> Job
Copy the data word for word, starting at the line that contains "Field-scouting task: mark every instance of the plumeria" and continuing through the end of the data. Leave out the pictures.

[Pointing data excerpts]

┄┄┄┄┄┄

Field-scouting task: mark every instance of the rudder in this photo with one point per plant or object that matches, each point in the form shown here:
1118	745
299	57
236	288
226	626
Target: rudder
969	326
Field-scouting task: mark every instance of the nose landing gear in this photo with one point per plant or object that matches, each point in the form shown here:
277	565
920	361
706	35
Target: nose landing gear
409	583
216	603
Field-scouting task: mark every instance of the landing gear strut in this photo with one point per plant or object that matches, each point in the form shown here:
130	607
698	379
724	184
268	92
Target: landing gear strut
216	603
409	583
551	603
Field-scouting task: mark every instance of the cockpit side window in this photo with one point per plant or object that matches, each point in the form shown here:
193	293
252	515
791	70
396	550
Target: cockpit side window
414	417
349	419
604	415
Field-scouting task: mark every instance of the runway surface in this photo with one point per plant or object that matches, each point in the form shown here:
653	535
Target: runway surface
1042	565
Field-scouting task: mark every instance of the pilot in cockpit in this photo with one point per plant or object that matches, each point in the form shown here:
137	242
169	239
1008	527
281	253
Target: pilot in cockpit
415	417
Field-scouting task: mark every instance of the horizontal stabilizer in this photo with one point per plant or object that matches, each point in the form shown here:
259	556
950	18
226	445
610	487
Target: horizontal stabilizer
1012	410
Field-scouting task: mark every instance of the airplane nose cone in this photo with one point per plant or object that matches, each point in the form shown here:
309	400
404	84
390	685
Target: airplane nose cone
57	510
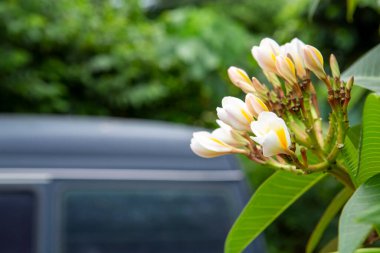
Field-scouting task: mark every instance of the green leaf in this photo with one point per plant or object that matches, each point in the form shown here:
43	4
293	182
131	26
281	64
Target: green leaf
331	211
271	199
331	246
313	8
371	216
354	133
366	70
352	233
369	162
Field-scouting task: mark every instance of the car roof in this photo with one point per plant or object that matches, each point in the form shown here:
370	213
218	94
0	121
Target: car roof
75	141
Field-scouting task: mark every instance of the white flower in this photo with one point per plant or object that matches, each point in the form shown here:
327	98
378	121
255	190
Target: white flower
235	113
229	135
314	61
240	79
207	145
265	54
285	68
271	133
255	105
294	49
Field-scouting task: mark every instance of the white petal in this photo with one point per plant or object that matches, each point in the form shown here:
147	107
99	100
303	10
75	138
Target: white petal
271	145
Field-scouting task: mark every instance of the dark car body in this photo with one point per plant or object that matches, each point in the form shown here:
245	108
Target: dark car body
96	185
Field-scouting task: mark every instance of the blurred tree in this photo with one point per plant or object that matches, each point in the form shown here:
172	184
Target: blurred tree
108	58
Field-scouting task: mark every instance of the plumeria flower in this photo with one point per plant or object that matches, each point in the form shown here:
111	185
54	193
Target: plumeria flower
229	135
271	133
314	61
255	105
240	79
265	54
207	145
234	112
294	49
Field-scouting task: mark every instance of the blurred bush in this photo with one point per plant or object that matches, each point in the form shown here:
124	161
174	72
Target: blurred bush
166	59
108	58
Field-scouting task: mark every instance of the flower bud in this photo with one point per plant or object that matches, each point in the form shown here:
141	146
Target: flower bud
271	133
206	145
285	68
235	113
349	83
255	105
314	61
229	135
334	67
265	54
294	49
240	79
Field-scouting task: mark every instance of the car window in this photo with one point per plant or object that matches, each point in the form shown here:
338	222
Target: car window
187	219
17	212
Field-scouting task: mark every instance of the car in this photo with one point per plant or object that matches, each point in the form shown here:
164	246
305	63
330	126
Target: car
105	185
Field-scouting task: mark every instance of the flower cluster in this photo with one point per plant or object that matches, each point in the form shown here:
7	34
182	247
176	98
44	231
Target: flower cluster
282	126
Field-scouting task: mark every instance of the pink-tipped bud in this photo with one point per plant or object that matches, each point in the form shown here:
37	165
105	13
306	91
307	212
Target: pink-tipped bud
273	79
349	83
261	90
334	67
314	61
255	105
240	79
265	54
285	68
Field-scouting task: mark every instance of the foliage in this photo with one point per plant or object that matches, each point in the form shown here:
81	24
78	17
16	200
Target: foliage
107	57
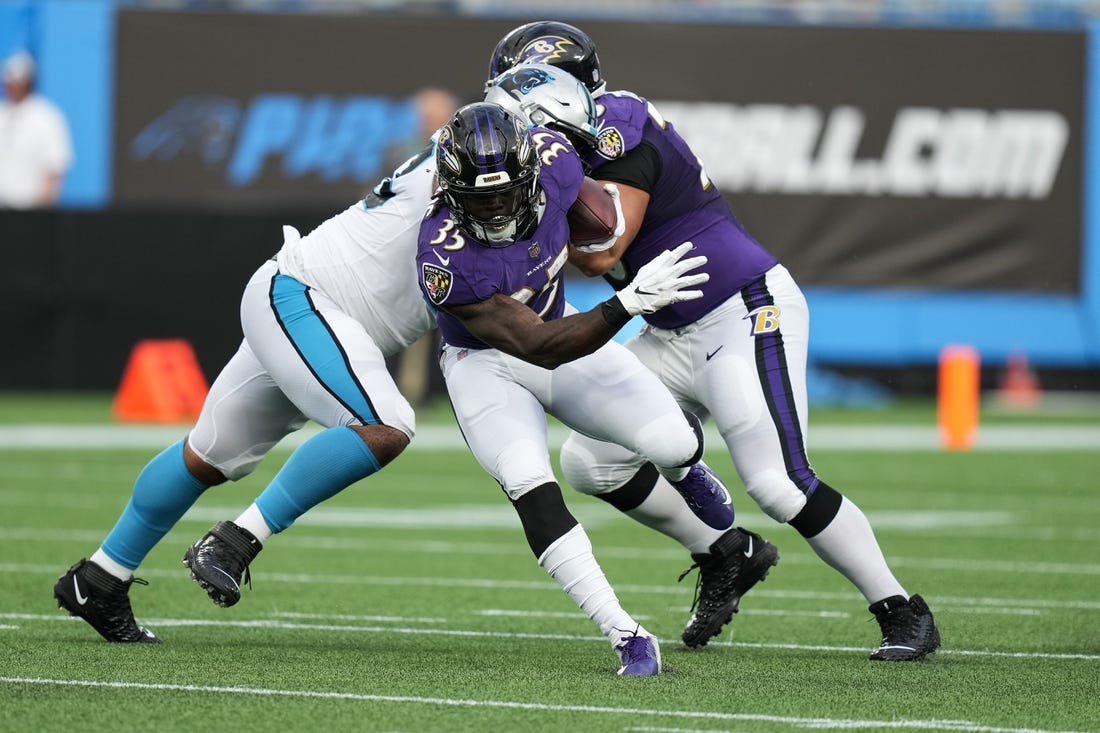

┄┄┄┄┄┄

> Finished exercise
Field-scouting task: mark every instance of the plumeria flower in this photo with one point per plant or object that matches, each point in the form shown here:
111	185
54	193
Target: plumeria flower
229	135
271	133
314	61
255	105
240	79
265	54
207	145
234	112
294	49
Field-scouting task: mark every instance of the blurred bush in this photo with one point per plant or object that matches, each point in the form shown here:
124	161
174	72
Target: blurred bush
166	59
108	58
Field-scouting task: mark every instance of the flower bud in this photo with one point per plant or object that matches, each point in the form shown here:
141	146
Target: flower bud
271	133
206	145
285	68
235	113
349	83
255	105
314	61
229	135
334	67
265	54
294	49
240	79
Field-scouting task: mark every instance of the car window in this photo with one point per plant or object that matches, each point in the form shown here:
338	222
Target: car window
187	219
17	212
Field-scouting task: mark every instance of the car in this photo with one point per plant or object that matches, each point in the form shown here:
164	246
305	63
330	126
Target: car
105	185
Field-scouting task: mark every instance of the flower cluster in this photo with one point per plant or object that matches, each point in the form shown here:
7	34
182	247
176	98
44	231
Target: flower cluster
282	126
Field-scouting task: mark every instance of the pink-tipped bud in this photo with one point per plant or object that matches, each point in the form shown here:
37	165
105	13
306	91
307	212
Target: pink-tipped bud
273	79
349	83
261	90
334	67
314	61
255	105
240	79
265	54
285	68
Field-scouting task: mark every instance of the foliage in this photo with one point per plant or object that matches, each point in the form shown here:
81	24
78	17
16	200
Target: foliage
107	57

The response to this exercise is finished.